What the exercise asks. Recast all of the data below as a CSV with two columns, input and output, giving each text its own row with its answer beside it. Wrap every field in double quotes and replace line breaks with spaces.

*****

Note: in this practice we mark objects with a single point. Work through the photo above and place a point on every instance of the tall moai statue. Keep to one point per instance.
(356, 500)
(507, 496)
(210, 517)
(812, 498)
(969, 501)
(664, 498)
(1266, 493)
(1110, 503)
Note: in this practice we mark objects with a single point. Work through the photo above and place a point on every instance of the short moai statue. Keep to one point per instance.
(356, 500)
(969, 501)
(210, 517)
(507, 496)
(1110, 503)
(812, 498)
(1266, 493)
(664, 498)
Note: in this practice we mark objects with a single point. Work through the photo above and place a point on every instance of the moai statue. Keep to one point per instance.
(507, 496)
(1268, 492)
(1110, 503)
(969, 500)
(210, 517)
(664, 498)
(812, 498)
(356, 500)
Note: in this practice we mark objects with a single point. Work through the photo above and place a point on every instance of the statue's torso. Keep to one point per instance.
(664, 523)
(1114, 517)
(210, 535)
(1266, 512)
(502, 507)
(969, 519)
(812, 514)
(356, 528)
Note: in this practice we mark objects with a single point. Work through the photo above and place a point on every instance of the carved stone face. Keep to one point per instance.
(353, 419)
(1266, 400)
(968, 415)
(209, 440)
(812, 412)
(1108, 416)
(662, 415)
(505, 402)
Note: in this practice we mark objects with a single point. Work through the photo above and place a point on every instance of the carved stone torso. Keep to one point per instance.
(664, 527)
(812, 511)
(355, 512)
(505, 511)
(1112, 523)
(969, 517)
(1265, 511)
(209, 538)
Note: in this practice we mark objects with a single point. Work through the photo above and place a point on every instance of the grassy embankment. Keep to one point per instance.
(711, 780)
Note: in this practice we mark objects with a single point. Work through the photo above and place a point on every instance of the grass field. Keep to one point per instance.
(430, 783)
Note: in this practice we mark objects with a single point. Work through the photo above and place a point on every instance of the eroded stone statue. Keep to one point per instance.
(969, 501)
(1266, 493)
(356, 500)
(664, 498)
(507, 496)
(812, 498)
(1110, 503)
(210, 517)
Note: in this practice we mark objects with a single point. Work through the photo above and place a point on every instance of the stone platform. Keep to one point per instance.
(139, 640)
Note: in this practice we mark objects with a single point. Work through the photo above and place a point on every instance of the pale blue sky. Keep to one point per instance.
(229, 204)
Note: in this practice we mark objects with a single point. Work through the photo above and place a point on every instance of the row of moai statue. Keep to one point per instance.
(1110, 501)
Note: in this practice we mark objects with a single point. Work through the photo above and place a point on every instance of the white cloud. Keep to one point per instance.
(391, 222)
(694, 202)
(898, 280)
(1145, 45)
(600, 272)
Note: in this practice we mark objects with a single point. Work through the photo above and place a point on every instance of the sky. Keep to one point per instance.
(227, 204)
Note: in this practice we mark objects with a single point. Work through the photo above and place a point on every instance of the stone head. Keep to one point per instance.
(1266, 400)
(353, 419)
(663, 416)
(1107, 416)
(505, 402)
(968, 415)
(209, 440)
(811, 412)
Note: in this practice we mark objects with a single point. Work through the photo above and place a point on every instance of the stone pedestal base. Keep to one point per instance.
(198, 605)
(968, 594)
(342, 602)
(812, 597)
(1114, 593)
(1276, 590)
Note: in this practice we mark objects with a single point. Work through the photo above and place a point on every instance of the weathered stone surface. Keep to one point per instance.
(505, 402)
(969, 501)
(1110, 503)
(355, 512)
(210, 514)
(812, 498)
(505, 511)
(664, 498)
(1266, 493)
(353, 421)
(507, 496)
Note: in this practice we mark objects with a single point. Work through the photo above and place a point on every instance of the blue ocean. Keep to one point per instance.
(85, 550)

*****

Completed task.
input,output
"Note: in this practice we mark objects with a single point. Work through the photo above and place a point on every instance of the tall moai statue. Keep to one point per instance.","(356, 500) (507, 496) (210, 517) (812, 498) (969, 501) (664, 498) (1266, 493) (1110, 503)"
"Note: in this practice we mark objects with a single point. Work through the photo above and place a point on every instance of the short moai statue. Keep to one point per instance.","(356, 500) (969, 501) (210, 517) (507, 496) (1110, 503) (812, 498) (1266, 493) (664, 498)"
"Note: in this practice we mark objects with a single point. Work through the photo above and place a point on every instance of the moai statue. Keep to one point per instance.","(507, 496) (1268, 492) (1110, 503) (969, 500) (210, 517) (664, 498) (812, 498) (356, 500)"
"Note: in this practice we mark objects with a single point. Work through the photo above and place a point on every instance of the statue's torso. Keep to one point per instance.","(664, 523) (1114, 517) (210, 535) (1266, 512) (502, 507) (969, 519) (812, 514) (356, 528)"
"Note: in this practice we mark objects with a single point. Work through the photo above and place a point on every instance of the carved stone face. Keep to one point per instance.","(353, 419) (1266, 400) (968, 415) (209, 440) (812, 412) (1108, 416) (662, 415) (505, 402)"
"Note: in this practice we mark objects with a single point. Work through the photo above and place a point on every instance of the carved stone torso. Keep to one point per instance.","(664, 527) (812, 511) (355, 512) (505, 511) (1112, 523) (969, 517) (1265, 511) (209, 538)"
"Note: in this practice we mark objects with a single point. Work through the photo above and place a point on every instance of the grassy embankment. Keep to one point per instance.","(711, 780)"
"Note: in this practice we mark objects with a single point. Work through the photo above and place a point on every instance of the grass field. Keep to one point per instance.","(430, 783)"
"Note: in this practice we mark objects with a single point. Work through the photo above and place a point on every instance of the eroded stone statue. Keep to one point per instance.","(969, 501) (1266, 493) (356, 500) (664, 498) (507, 496) (812, 498) (1110, 503) (210, 517)"
"Note: in this practice we mark objects with a single point. Work through the photo above and place a point on every instance of the stone platform. Keep to one point per instance.","(139, 640)"
"Note: in this practice we mark objects with a single point. Work through the photo above and place a point on every instance of the pale blue sky. Keep to one point per instance.","(229, 204)"
"Note: in this practice we mark objects with a single point. Work through the photo above and place a point on every instance of the row of moai statue. Keep to one point per instance.","(1110, 501)"
"Note: in this practice we mark objects with a single point. Work through the photo above and place a point on every instance of the white cloud. Keep to one point per instance.","(391, 222) (694, 202) (898, 280) (1145, 45) (600, 272)"
"Note: in this practice we mark objects with a single point. Work through the photo above and place a point on every instance of the sky. Keep to one point per instance.","(227, 204)"
"Note: in this practice we mark objects with a single point. Work through the photo above and place a point on every instance of the stone head. Keep to one point per instance.","(1266, 400) (353, 419) (663, 416) (1107, 416) (505, 402) (968, 415) (209, 440) (811, 412)"
"Note: in this practice we mark objects with a single point. Work through the photo above and place a point on every instance of the stone pedestal base. Keep to one point per instance.","(198, 605) (968, 594) (342, 602) (812, 597) (1114, 593) (1276, 590)"
"Note: in this practice we mark objects with a single point. Work through the photo above and place a point on every instance of the weathered stone surface. Keep to one point per instance.","(505, 402) (969, 501) (1110, 503) (355, 512) (210, 514) (812, 498) (505, 511) (664, 498) (1266, 493) (353, 421) (507, 496)"
"Note: in this practice we mark objects with a single point. Work through the photo above and place a point on every instance of the blue ocean. Keep to one point per instance.","(85, 550)"